## DATA IN THIS EXERCISE

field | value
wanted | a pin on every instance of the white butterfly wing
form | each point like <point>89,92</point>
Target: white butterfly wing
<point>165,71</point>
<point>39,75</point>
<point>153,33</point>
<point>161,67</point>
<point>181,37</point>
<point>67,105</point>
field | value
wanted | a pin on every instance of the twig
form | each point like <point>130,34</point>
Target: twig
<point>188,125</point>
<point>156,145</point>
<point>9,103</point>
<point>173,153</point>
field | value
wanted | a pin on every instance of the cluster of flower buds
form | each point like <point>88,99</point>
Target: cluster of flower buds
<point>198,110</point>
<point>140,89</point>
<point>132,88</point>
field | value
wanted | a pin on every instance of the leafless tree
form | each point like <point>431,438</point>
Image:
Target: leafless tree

--

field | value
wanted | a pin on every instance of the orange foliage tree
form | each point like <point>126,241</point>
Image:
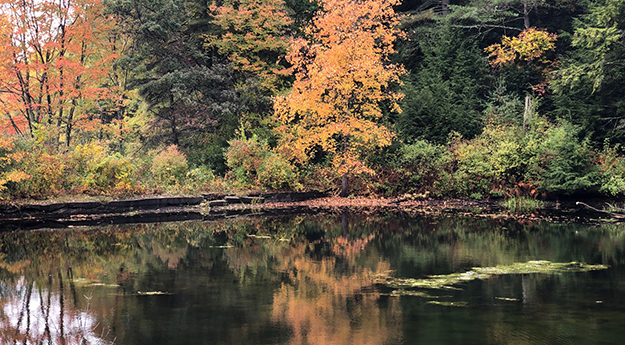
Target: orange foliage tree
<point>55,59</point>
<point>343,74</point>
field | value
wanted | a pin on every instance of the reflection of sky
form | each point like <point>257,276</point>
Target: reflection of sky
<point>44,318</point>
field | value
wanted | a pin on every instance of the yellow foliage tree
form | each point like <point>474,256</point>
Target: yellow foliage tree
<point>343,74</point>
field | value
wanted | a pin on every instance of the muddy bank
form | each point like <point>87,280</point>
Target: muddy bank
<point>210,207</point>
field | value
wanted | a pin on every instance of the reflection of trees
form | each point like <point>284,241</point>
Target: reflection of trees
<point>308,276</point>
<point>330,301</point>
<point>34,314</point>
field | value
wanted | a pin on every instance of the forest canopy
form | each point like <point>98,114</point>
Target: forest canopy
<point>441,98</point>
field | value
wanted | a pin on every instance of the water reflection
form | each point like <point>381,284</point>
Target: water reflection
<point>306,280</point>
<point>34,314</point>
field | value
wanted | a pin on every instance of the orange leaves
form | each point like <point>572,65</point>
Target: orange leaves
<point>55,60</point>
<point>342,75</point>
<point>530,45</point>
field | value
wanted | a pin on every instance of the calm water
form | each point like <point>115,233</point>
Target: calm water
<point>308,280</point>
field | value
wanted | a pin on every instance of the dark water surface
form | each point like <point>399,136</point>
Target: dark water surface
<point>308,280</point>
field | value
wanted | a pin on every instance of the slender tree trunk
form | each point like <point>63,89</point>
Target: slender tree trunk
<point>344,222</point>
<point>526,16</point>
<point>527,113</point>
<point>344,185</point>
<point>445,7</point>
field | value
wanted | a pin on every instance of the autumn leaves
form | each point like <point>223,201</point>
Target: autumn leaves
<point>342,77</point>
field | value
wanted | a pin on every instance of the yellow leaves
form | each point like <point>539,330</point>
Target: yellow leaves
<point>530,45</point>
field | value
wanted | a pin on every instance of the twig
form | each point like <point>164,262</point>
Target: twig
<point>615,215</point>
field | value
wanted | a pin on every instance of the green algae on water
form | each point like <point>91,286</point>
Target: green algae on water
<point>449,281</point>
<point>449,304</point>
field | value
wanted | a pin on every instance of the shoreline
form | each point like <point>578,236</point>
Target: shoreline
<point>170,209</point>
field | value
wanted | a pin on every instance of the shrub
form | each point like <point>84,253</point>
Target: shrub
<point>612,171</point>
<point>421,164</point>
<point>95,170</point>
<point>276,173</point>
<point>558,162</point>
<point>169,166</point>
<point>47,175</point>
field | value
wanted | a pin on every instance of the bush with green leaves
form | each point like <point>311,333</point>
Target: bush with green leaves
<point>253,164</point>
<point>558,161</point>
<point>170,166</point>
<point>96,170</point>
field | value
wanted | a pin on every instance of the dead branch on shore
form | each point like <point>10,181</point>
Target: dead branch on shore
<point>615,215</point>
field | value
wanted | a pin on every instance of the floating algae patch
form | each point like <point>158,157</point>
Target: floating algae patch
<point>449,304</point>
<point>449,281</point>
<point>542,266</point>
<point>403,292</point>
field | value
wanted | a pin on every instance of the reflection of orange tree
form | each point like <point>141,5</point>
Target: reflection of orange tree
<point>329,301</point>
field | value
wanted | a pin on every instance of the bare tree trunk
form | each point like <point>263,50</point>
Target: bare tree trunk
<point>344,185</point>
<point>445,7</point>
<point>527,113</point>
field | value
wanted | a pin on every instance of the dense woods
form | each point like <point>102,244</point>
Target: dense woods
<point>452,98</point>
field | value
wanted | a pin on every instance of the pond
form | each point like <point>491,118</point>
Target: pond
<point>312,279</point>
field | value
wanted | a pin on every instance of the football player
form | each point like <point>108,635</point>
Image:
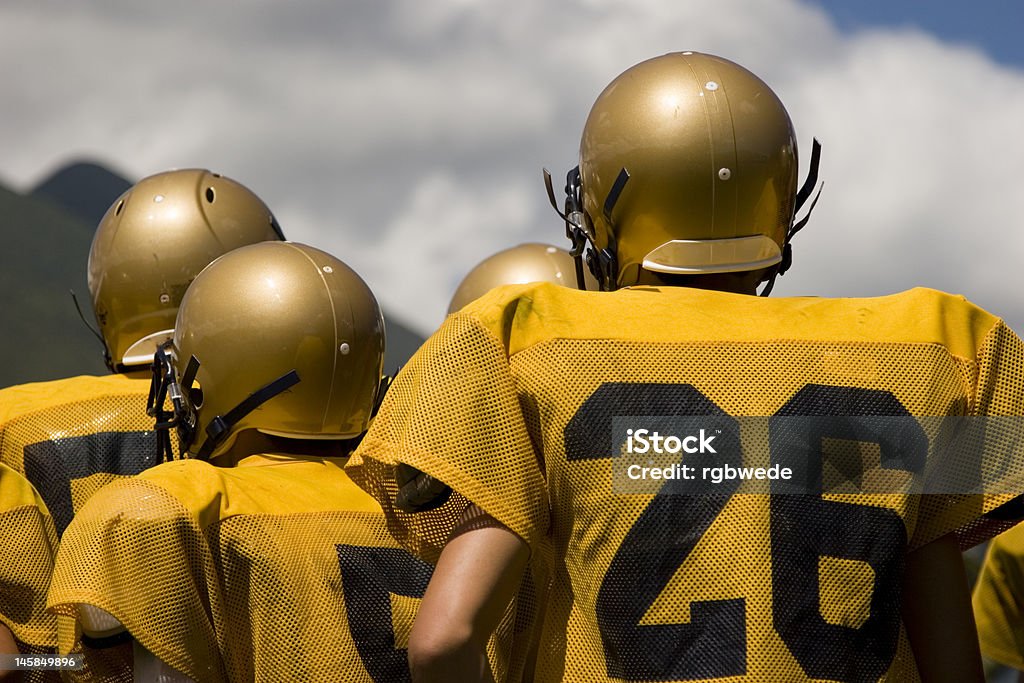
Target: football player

## TASK DETAILS
Show every line above that contains the word "surface", copying each one in full.

## ANSWER FOR THIS EXERCISE
wanted | a pin on every instance of the dark water surface
Target: dark water surface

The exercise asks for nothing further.